— TEXT PASSAGE —
By Douglas V. Gibbs
Political Parties in America were a new occurrence during the 1790s. Alexander Hamilton believed the Constitution did not create a powerful enough federal government and set out through his political party, The Federalist Party, to expand the reach of the new general government. True federalists disagreed with Hamilton’s schemes, making the only thing “federalist” about his new political party was the fact that the word “Federalist” was in its name. Considering what Hamilton was really seeking was a large National Government, if named honestly it would have been the Nationalist Party.
In response to Hamilton’s political party creation, Thomas Jefferson launched his own party, the Republican Party. The Jeffersonian Republicans (not the GOP of today) were determined to keep the federal government within the provisions of the United States Constitution as much as possible. Ironically, the Jeffersonian Republican Party would eventually be transformed into the Democratic-Republicans, and ultimately into the Democratic Party who, today, has more in common with Hamilton’s Federalist Party than Jefferson’s Republican Party.

— DATA LISTING —
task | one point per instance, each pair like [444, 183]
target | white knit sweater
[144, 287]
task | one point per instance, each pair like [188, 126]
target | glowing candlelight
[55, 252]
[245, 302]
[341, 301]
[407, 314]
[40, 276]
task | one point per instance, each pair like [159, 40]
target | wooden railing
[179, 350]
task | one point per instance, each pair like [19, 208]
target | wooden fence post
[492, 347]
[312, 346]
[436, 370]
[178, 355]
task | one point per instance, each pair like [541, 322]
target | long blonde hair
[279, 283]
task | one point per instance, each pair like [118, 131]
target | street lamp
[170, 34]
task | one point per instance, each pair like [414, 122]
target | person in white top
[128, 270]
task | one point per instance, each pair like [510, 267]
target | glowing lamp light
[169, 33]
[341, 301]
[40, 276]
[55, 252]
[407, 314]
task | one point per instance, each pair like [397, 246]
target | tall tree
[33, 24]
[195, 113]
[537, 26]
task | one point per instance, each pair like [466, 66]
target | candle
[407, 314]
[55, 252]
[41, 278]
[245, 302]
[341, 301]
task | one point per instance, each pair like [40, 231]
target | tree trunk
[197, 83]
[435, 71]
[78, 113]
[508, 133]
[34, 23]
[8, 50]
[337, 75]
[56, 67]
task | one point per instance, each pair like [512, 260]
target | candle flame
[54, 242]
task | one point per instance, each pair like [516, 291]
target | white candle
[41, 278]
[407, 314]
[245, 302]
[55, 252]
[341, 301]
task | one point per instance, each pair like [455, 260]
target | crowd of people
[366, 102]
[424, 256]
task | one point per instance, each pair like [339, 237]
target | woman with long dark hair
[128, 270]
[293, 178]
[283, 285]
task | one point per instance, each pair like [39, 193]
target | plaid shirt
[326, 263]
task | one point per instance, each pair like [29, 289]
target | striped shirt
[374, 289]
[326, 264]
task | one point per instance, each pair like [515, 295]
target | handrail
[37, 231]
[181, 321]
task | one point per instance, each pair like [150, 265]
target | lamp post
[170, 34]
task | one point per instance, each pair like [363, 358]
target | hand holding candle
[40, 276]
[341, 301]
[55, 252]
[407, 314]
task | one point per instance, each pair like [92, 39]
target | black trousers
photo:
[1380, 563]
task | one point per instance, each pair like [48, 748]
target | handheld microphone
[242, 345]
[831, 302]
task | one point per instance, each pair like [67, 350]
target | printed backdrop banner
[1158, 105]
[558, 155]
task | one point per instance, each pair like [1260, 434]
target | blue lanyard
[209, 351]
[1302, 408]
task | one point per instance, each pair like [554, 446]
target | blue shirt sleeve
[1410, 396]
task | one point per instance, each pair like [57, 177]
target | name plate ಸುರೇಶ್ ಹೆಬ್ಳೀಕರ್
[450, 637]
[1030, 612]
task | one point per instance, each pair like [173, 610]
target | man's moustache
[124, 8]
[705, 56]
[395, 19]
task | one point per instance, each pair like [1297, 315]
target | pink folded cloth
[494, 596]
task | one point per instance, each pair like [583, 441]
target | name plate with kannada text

— AIM OF THE TASK —
Turn the paragraph of the passage on early American political parties that begins "In response to Hamilton's political party creation" into a short bulleted list that keeps its main facts.

— FINAL ANSWER —
- Thomas Jefferson founded the Republican Party in response to Hamilton's party.
- The Jeffersonian Republicans, not today's GOP, aimed to keep the federal government within the Constitution's provisions.
- The party later became the Democratic-Republicans and then the Democratic Party.
- Today's Democratic Party has more in common with Hamilton's Federalist Party than with Jefferson's Republican Party.